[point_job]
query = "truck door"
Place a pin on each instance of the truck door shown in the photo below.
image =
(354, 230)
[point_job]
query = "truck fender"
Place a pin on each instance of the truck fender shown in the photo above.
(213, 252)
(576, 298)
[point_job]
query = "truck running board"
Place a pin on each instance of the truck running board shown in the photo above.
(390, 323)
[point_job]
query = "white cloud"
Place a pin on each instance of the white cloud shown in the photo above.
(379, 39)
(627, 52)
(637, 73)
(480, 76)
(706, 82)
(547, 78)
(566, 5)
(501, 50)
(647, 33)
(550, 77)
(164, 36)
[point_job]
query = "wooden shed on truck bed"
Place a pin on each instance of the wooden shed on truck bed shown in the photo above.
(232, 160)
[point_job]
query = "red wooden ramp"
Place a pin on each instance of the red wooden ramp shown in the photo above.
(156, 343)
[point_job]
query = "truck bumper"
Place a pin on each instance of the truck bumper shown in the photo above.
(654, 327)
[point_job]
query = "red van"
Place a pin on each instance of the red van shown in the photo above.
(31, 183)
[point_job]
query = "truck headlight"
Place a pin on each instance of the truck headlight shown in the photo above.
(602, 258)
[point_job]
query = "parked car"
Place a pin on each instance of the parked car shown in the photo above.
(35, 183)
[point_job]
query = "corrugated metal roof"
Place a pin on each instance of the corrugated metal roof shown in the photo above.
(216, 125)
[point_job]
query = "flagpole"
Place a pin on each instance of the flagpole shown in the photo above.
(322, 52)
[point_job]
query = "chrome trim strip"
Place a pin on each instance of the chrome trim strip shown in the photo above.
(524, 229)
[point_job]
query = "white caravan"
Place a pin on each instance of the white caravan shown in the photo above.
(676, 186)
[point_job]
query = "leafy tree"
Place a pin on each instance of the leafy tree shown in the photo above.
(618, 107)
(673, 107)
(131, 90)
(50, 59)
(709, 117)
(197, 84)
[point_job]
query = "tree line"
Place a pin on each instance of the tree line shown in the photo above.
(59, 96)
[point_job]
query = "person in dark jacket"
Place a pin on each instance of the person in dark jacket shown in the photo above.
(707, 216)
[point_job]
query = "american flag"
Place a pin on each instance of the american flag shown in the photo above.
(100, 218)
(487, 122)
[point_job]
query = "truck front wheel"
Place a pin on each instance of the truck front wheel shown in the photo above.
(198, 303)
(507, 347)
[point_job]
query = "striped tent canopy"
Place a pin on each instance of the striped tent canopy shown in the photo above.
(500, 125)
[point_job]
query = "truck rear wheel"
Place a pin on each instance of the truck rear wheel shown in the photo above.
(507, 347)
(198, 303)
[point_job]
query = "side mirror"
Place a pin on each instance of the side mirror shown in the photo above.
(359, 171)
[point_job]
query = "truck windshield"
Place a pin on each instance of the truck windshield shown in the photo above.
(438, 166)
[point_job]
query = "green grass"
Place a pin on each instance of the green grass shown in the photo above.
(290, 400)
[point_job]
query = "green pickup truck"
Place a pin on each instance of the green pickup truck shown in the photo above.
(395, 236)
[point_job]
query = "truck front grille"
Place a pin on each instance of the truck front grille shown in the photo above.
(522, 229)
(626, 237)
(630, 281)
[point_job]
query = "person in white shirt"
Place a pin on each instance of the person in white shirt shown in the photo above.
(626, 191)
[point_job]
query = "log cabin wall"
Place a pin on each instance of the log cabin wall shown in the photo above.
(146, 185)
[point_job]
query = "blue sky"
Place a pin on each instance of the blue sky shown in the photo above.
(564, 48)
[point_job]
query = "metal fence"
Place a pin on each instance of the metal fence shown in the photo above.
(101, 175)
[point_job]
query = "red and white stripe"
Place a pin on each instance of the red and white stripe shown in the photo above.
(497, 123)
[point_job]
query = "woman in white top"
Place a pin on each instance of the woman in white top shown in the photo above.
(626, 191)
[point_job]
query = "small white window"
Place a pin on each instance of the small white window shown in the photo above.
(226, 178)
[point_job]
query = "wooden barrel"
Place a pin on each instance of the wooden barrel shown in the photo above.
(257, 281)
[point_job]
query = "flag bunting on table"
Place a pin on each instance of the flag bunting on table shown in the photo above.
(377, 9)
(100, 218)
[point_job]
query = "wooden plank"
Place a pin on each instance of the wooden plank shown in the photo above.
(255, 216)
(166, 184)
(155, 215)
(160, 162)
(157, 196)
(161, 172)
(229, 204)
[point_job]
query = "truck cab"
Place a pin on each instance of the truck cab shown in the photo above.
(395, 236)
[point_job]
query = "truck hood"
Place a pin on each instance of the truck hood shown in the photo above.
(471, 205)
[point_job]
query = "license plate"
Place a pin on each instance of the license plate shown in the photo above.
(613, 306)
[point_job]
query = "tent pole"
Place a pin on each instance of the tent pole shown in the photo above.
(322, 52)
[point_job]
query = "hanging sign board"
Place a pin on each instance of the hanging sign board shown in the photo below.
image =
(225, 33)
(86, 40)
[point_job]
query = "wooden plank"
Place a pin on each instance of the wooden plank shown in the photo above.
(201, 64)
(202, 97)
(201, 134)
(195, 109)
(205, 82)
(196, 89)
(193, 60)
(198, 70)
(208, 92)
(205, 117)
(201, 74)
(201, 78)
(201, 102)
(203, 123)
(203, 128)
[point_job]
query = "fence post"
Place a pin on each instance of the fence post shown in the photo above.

Task item
Word for word, give back all of the records.

Response to this exercise
[point_job]
query = "truck door"
Place a pin on each instance of the truck door shown in the photo below.
image =
(354, 230)
[point_job]
query = "truck fender"
Place a pin on each instance of the truck fender shown in the photo above.
(213, 252)
(576, 298)
[point_job]
query = "truck running board"
Place a pin on each instance of the truck running board shown in the photo above.
(390, 323)
[point_job]
query = "white cloud"
Place a pin on each instance of the white cloud shown in the photo above.
(379, 39)
(627, 52)
(637, 73)
(480, 76)
(706, 82)
(547, 78)
(566, 5)
(501, 50)
(647, 33)
(550, 77)
(164, 36)
[point_job]
query = "wooden shed on truck bed"
Place a pin on each instance of the wooden shed on truck bed shown in the photo above.
(232, 160)
[point_job]
query = "red wooden ramp"
Place a pin on each instance of the red wooden ramp shown in the photo above.
(156, 343)
[point_job]
query = "truck bumper"
Place a pin on each instance of the truck bumper shown in the photo above.
(654, 327)
[point_job]
query = "red van"
Place a pin on each instance of the red van shown in the photo above.
(31, 183)
[point_job]
query = "truck headlight"
Place a pin on each instance of the truck headlight shown in the photo above.
(602, 258)
[point_job]
query = "parked car"
Place a pin on each instance of the parked car shown in the photo above.
(35, 183)
[point_job]
query = "corrugated metal roof"
Place a pin on each instance of the corrugated metal roof shown in the photo above.
(216, 125)
[point_job]
query = "flagpole"
Place a pin on each instance of the flagpole shown in the photo above.
(322, 52)
[point_job]
query = "chrome trim strip"
Place a pin on each instance of the chrome trim strip shown in the photo above.
(524, 229)
[point_job]
query = "white caravan"
Place a pin on each instance of the white caravan shown in the photo above.
(676, 186)
[point_job]
query = "leafy tree"
Place a pin on each instance of the leafy tree shown in the photo above.
(618, 107)
(673, 107)
(131, 90)
(50, 59)
(709, 117)
(197, 84)
[point_job]
query = "tree line"
Place a pin on each instance of the tree line shown in the photo above.
(59, 96)
[point_job]
query = "person in dark jacket"
Place a pin on each instance of the person in dark jacket shown in the photo above.
(707, 216)
[point_job]
query = "american flag"
Place a pin on each instance of the american flag shown in the photo above.
(100, 218)
(487, 122)
[point_job]
query = "truck front wheel"
Place a pin on each instance of the truck front wheel shown in the photo above.
(198, 303)
(507, 347)
[point_job]
query = "striped tent canopy"
Place a pin on each instance of the striped tent canopy shown in the photo above.
(500, 125)
[point_job]
query = "truck rear wheel"
Place a pin on each instance of the truck rear wheel shown in the photo above.
(507, 347)
(198, 303)
[point_job]
query = "side mirror"
Place a pin on each instance of the side mirror shown in the photo above.
(359, 171)
[point_job]
query = "truck windshield"
Place a pin on each instance of the truck windshield shown in the photo above.
(438, 166)
[point_job]
query = "green grass"
Place a pin on each instance of the green grass shown in the photo above.
(290, 400)
[point_job]
query = "green pickup truck"
Place a pin on each instance of the green pickup truck shown in the photo above.
(395, 236)
[point_job]
query = "truck front grille"
Place a pin on each instance of the truck front grille shown in the photo above.
(522, 229)
(626, 237)
(630, 281)
[point_job]
query = "person in white shirt"
Place a pin on each instance of the person in white shirt shown in the photo above.
(626, 191)
[point_job]
query = "log cabin wall"
Place a pin on each instance of the log cabin wall shown in the photo above.
(146, 185)
[point_job]
query = "blue sky"
Place a pin on each instance of the blue sky shown in the photo above.
(564, 48)
[point_job]
query = "metal fence"
Place a pin on each instance of the metal fence shown in the photo above.
(101, 175)
[point_job]
query = "red and white stripe"
Place a pin on each instance of the red and white stripe shown in the photo above.
(497, 123)
[point_job]
query = "woman in white top"
Place a pin on each instance of the woman in white top shown in the photo above.
(626, 191)
[point_job]
query = "small white window"
Place a pin on each instance of the small white window shown in the photo above.
(226, 178)
[point_job]
query = "wooden barrel"
Place a pin on each instance of the wooden barrel shown in the photo above.
(257, 281)
[point_job]
query = "flag bunting on table"
Place a pin on each instance of the flag bunting on table shown in the photo above.
(377, 9)
(100, 218)
[point_job]
query = "wooden plank"
Place a pin on each instance of the wooden plank shown in the photo above.
(255, 216)
(166, 184)
(155, 215)
(160, 162)
(157, 196)
(161, 172)
(229, 204)
[point_job]
query = "truck cab"
Place a pin on each instance of the truck cab shown in the photo above.
(395, 236)
[point_job]
query = "truck hood"
Place a pin on each instance of the truck hood shown in the photo above.
(471, 205)
[point_job]
query = "license plate"
Place a pin on each instance of the license plate shown in the photo above.
(613, 306)
[point_job]
query = "tent pole"
Place a pin on each instance of the tent pole shown in the photo above.
(322, 52)
[point_job]
query = "hanging sign board"
Place a pin on each instance of the hanging sign board shown in the photo below.
image =
(225, 33)
(86, 40)
[point_job]
query = "wooden plank"
Place a pin on each instance of the wooden plank shown in the photo above.
(201, 64)
(202, 97)
(201, 134)
(195, 109)
(205, 82)
(196, 89)
(193, 60)
(198, 70)
(208, 92)
(205, 117)
(201, 74)
(201, 78)
(201, 102)
(203, 123)
(203, 128)
[point_job]
query = "fence post"
Place a pin on each instance of the fence post shown in the photo above.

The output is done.